CONSIGNE DÉTAILLÉE: Rédigez la suite du texte sur la polémique autour de Mashrou3 Leila, en reprenant juste après sa dernière phrase.

TEXTE EXTRAIT:
L’affaire Mashrou3 Leila rappelait dès le départ qu’il fallait faire certaines concessions, les positions de son chanteur sur des sujets polémiques touchant notamment à l’homosexualité ou encore à la notion du sacré faisant polémique.
Le Liban n’est pas prêt à ce type de débat comme je le décrivais si bien précédemment, la région du Proche Orient ne l’est pas non plus, comme le démontrait déjà, les annulations précédentes des concerts en Jordanie, ou encore l’arrestation en Egypte de plusieurs de leurs fans.
Au final, toutes les partie-prenantes sont perdantes. Mashrou3 Leila est désormais interdit de monter sur scène dans son propre pays d’origine alors qu’il est adulé ailleurs y compris en Israël, les instances religieuses semblent certes avoir gagné leur bras-de-fer avec le groupe mais au prix où l’image même du Liban, pays message et pays exemple de tolérance dans notre région semble être écorné dans le monde.
Tant d’un côté que de l’autre, cela est le fait d’une minorité qui a fait beaucoup de bruits sur les réseaux sociaux, devenus vecteurs de mobilisation. La grande majorité de la population, elle, est déjà plus concernée par la crise économique, par les difficultés quotidiennes qu’elle affronte, par le simple fait de pouvoir survivre. Il n’était nulle question pour elle de se payer déjà une place à ce concert.
Cette polémique a, peut-être, comme intérêt majeur seulement, le fait de la divertir quelque peu dans ses difficultés quotidiennes au point où cela amenaient certains à s’interroger sur l’opportunité d’en faire prendre une ampleur qu’elle ne méritait même pas.
Mais cela, on ne pouvait que s’y attendre, dès la polémique était naissante. Il fallait rappeler la place encore majeure des débats autour du sacré de la religion dans notre région. Il y a 10 ans à peine, un immeuble d’Ashrafieh hébergeant l’ambassade du Danemark ayant été incendié par une foule d’islamistes en raison de la fameuse affaire des caricatures du Prophète, amenant même à la démission du Ministre de l’Intérieur d’alors, Hassan Sabeh, accusé de laxisme envers ces personnes.
Faut-il rappeler que chaque crise qu’elle soit politique, sociale voir même économique vire sur des accusations d’ordres sectaires au lieu de considérer le simple aspect technique comme cela est souvent le cas?
Mais même dans les pays considérés comme développés comme en France, si cela peut en consoler d’autres, il y a aussi ce débat, comme l’avait rappelé, il y a moins de 10 ans, la polémique au sujet d’une photographie intitulée Piss Christ au festival de la photo d’Avignon.
Tout comme à Byblos, les instances religieuses et la communauté des croyants avaient manifesté leur désapprobation. L’exposition a pourtant eu lieu en dépit des plaintes déposées et des appels à ce que ces oeuvres soient retirées.
L’oeuvre, elle-même, a été dégradée par des individus armés de marteaux et d’objets contondants et plusieurs gardiens qui tentaient de s’interposer ont été agressés et menacés.

SECTION DES DONNÉES:
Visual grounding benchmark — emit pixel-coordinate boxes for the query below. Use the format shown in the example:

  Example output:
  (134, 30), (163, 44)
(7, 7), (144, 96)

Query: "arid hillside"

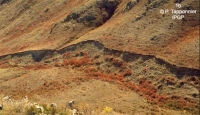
(0, 0), (200, 115)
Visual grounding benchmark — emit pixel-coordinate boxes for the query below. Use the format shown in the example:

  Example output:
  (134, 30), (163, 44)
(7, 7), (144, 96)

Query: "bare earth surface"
(0, 0), (200, 115)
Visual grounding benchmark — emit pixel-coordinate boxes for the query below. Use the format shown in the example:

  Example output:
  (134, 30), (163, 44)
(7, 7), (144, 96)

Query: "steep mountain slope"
(0, 0), (200, 115)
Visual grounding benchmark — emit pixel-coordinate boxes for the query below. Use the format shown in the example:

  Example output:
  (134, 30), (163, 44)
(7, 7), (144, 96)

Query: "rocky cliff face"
(0, 0), (200, 114)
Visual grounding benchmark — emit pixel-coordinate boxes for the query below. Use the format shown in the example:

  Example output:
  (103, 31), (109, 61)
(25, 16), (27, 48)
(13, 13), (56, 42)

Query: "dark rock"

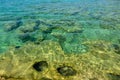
(33, 61), (48, 72)
(40, 77), (52, 80)
(57, 66), (77, 76)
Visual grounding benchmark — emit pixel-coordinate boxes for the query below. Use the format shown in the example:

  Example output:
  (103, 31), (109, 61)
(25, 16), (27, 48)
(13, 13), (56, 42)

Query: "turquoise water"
(0, 0), (120, 53)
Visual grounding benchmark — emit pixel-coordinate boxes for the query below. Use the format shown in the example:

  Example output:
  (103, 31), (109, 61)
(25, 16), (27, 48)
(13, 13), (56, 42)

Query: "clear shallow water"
(0, 0), (120, 52)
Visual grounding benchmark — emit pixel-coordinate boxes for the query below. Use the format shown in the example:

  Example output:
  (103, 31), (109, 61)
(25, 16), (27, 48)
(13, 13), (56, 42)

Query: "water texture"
(0, 0), (120, 53)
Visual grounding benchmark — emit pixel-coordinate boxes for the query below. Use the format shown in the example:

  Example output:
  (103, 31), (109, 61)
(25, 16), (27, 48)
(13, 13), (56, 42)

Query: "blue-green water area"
(0, 0), (120, 53)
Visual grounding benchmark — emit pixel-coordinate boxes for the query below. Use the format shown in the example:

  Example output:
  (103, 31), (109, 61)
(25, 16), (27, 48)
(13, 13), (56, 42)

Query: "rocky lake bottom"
(0, 0), (120, 80)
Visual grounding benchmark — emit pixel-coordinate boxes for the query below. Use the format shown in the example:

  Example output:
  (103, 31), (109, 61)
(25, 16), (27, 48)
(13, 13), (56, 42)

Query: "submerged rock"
(6, 19), (23, 31)
(33, 61), (48, 72)
(107, 73), (120, 80)
(57, 66), (77, 76)
(19, 33), (35, 42)
(40, 77), (52, 80)
(112, 44), (120, 54)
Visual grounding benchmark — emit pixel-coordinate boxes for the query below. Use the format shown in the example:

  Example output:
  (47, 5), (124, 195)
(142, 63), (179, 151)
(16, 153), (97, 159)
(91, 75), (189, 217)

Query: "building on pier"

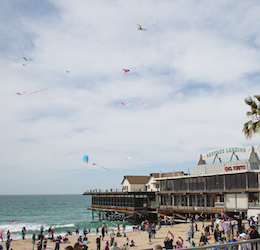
(85, 146), (260, 222)
(155, 146), (260, 216)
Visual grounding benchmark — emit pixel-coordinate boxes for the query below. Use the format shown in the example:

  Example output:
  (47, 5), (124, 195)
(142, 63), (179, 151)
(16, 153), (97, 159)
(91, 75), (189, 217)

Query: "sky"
(0, 0), (260, 195)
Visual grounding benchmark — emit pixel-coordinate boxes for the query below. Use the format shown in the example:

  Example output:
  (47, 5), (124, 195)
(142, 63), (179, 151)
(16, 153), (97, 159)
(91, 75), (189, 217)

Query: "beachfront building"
(154, 146), (260, 216)
(121, 175), (149, 192)
(146, 171), (185, 192)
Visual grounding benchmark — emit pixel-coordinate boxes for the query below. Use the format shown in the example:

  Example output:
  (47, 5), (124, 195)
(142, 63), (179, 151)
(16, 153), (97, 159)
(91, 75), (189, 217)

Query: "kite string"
(146, 21), (159, 29)
(65, 129), (87, 139)
(54, 145), (106, 158)
(21, 88), (48, 95)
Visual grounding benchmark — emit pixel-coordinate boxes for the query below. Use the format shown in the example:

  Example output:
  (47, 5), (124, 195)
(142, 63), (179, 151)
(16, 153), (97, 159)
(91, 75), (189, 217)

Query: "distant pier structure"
(83, 190), (159, 223)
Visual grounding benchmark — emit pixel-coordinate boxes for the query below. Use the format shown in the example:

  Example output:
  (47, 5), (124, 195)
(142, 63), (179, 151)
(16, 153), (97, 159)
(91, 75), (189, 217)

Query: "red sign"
(225, 165), (246, 171)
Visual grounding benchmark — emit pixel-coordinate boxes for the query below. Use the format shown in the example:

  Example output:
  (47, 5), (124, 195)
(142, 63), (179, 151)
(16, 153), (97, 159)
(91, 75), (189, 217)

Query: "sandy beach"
(0, 222), (249, 250)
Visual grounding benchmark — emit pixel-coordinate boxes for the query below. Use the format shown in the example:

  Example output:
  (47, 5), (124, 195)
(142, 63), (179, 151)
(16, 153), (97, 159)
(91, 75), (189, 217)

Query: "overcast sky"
(0, 0), (260, 194)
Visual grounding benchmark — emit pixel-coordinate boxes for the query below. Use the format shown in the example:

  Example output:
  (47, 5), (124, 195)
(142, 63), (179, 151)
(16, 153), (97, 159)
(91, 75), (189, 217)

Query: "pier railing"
(143, 238), (260, 250)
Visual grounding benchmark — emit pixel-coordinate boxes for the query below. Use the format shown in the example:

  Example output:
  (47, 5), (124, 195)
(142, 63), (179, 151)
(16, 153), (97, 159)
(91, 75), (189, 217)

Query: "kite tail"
(130, 61), (144, 71)
(146, 21), (159, 29)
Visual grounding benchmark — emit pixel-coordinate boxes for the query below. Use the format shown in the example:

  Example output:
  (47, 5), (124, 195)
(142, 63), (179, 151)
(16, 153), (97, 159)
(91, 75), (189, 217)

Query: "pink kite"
(122, 61), (144, 73)
(65, 129), (87, 139)
(16, 88), (48, 95)
(121, 102), (146, 107)
(23, 56), (36, 66)
(137, 21), (159, 31)
(125, 156), (150, 161)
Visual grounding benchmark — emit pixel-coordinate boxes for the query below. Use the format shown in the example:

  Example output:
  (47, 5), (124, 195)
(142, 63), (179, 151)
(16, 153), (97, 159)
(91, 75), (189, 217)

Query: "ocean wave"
(52, 224), (75, 229)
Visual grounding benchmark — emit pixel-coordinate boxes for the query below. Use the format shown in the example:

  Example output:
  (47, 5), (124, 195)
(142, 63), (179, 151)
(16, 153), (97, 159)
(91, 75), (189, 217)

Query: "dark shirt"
(164, 239), (173, 249)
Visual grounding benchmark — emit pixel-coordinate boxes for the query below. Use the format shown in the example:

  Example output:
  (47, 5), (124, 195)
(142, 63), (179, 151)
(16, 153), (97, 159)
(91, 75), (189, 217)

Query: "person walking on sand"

LA RÉPONSE:
Si cela a eu lieu en France, qu’est ce qu’on aurait eu au Liban, où le sang est autrement plus chaud et où la dimension du sacré est autrement plus importante en raison d’un fonctionnement communautaire?
Le comité organisateur du Festival International de Byblos a probablement pris conscience des risques posés quant à la sécurité, du groupe, de ses fans mais aussi des personnes souhaitant manifester leurs désapprobations. Cette affaire a fini par les dépasser.
Cependant, on ne peut que regretter l’absence d’une décision venant de l’Etat et allant dans un sens ou dans un autre.
Que les fans de Mashrou3 Leila se rassurent déjà, les goûts et les couleurs, cela se discute au niveau musical et ce groupe continuera à faire tourner les platines et à s’exprimer sur les scènes. Ils pourront également se rendre dans des pays où cette polémique n’aura pas lieu.
Mashrou3 Leila n’est pas Galilée avec sa fameuse phrase « et pourtant elle tourne », un homme brisé, martyr de l’intolérance, en raison des différences de pensée entre la science et l’Écriture sainte. Pourtant, l’histoire a fini par lui donner raison quelques siècles après.
Tout comme le globe de Galilée, ni le Liban ni la Terre n’ont pas cessé de tourner avec l’annulation de ce fameux concert. Ils avancent à leurs rythme dans un pays où la religion occupe une place encore centrale que cela soit sur un plan politique, voir même administratif, comme l’illustre la nouvelle polémique sur la distribution des postes de fonctionnaires selon l’appartenance religieuse ou encore sociale avec l’importance accordée à l’avis des institutions religieuses concernant le mariage civil.
Certains souhaitent que cette terre appelée « Liban » tourne plus rapidement et d’autres la souhaitent à l’arrêt. Elle y arrivera, ce pays étant un pays d’imprégnation culturelle, pour le meilleur et (plus souvent) pour le pire.
Il est cependant plus raisonnable que cela se fasse avec le momentum adéquat, parce que le pire est si vite arrivé dans notre pays. C’est par petit pas qu’on avance dans et avec « le bon sens » et non en forçant le rythme quitte à obtenir un grand retour en arrière en exacerbant les extrêmes.
Il y va du calme et de la Paix Civile du Pays des Cèdres. D’autres pays ne prennent pas ce genre de considération parce que ce facteur n’existe tout simplement pas chez eux.
Jusqu’à la prochaine affaire touchant la dimension du sacré ou la prochaine crise politique pour occuper la population.